# Who loves carbon fiber fountain pens - let's see them!



## evosam (Jan 2, 2012)

I'm a big sucker for carbon fiber pens and especially when it's a nice fountain pen.

Picked up a new one for my collection this week to accompany it's other brothers..(The Delta is new thx to Bry)

So for your enjoyment: (top to bottom)

1. Delta Momo 30th Anniversary Fountain Pen
2. Visconti Carbon Dream
3. McClaren M900 all carbon










Vast differences in weave and finish to give it variety.

The McClaren has a raw unfinished carbon weave like those they use on the racecars
The Delta has a uniform weave with a "moderate" laquer glaze on top
The Visconti Carbon Dream is really interesting because it is a mid-laquer finish on a CF sheet that has been cut and wrapped around a clear resin barrel. The effect is pretty stunning.










Would love to see other folks fav carbon fiber pens.

Cheers

-Sam


----------



## D N Ravenna (Apr 30, 2005)

I don't have a single CF FP, but that Momo intrigues. As time permits, I would not mind hearing more about it.

Cheers!

Dan


----------



## evosam (Jan 2, 2012)

Dan,

What would you like to know about the Momo?

Here is some basic info :
It's a 30th Anniversary pen for Delta.
It comes in a standard edition that is carbon fiber and the orange resin that Delta are famous for.
In that edition, it comes with a Titanium nib.
The version I have is a limited edition that is carbon fiber, black resin and rose gold ver. Nib is gold on the edition I have.

It's a piston fill fountain pen of course and holds a decent amount of ink - although not as much as the ridiculous amount that the Visconti holds... 

Cheers

-Sam


----------



## georges zaslavsky (Feb 11, 2006)

my one and only carbon fiber pen, the ad 2000


----------



## D N Ravenna (Apr 30, 2005)

evosam said:


> Dan,
> 
> What would you like to know about the Momo?
> 
> ...


Thank you! A user's notes are worth all the copy.

Thanks for sharing!
Dan


----------



## Uwe W. (Jan 7, 2009)

Here's my favourite, a limited edition Kaweco AC Sport in red with inlaid carbon fibre. The anodised aluminium body looks far better in person; unfortunately, I forgot to adjust the light temperature setting on my camera before I took these images. The metallic red is more vibrant in real life than appears here.


----------



## arr (Aug 18, 2007)

The only carbon fiber pen I own is one of these, by Tombow. Stunning pen.


----------



## evosam (Jan 2, 2012)

That's a great looking Tombow. How's the nib on it?
steel or gold?

-Sam


----------



## Luke_L (Aug 26, 2012)

I own the Tombow carbon fibre pen as well. I've brought 2 over the years one for myself and another for my brother. The nibs are steel. Only ever tried the Medium size but is a nice pen considering the price of the pen. There is no flex at all in the nib but has good ink flow and a nice pen to write with. Say that it being so light it can be a little strange if your used to heavy pens, posting the lid doesn't effect the balance at all which may put some people off.

----------------

### SET TASK A
Answer these from the carbon fiber pen thread, one line each:
(i) What nib does the standard edition of the Delta Momo come with?
(ii) How is the carbon weave on the McClaren described?
(iii) According to Luke_L, what are the nibs on the Tombow carbon fibre pens made of?
### SET TASK B
List each distinct username that posts in the carbon fiber pen thread, once each.

### RECORDED INFORMATION
----------------

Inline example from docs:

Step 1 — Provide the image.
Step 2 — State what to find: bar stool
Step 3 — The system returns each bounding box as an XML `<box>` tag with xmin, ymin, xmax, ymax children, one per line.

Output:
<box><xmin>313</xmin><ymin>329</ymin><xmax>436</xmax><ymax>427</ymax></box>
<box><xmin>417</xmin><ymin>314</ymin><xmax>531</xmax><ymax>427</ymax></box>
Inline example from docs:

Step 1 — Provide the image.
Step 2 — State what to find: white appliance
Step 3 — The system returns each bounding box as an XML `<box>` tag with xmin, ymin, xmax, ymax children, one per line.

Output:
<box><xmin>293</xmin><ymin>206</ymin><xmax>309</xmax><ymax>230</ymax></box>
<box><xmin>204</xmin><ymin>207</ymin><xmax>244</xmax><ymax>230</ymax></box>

----------------

### FINISHED ANSWER A
(i) A Titanium nib.
(ii) A raw unfinished carbon weave like those used on racecars.
(iii) Steel.

### FINISHED ANSWER B
evosam
D N Ravenna
georges zaslavsky
Uwe W.
arr
Luke_L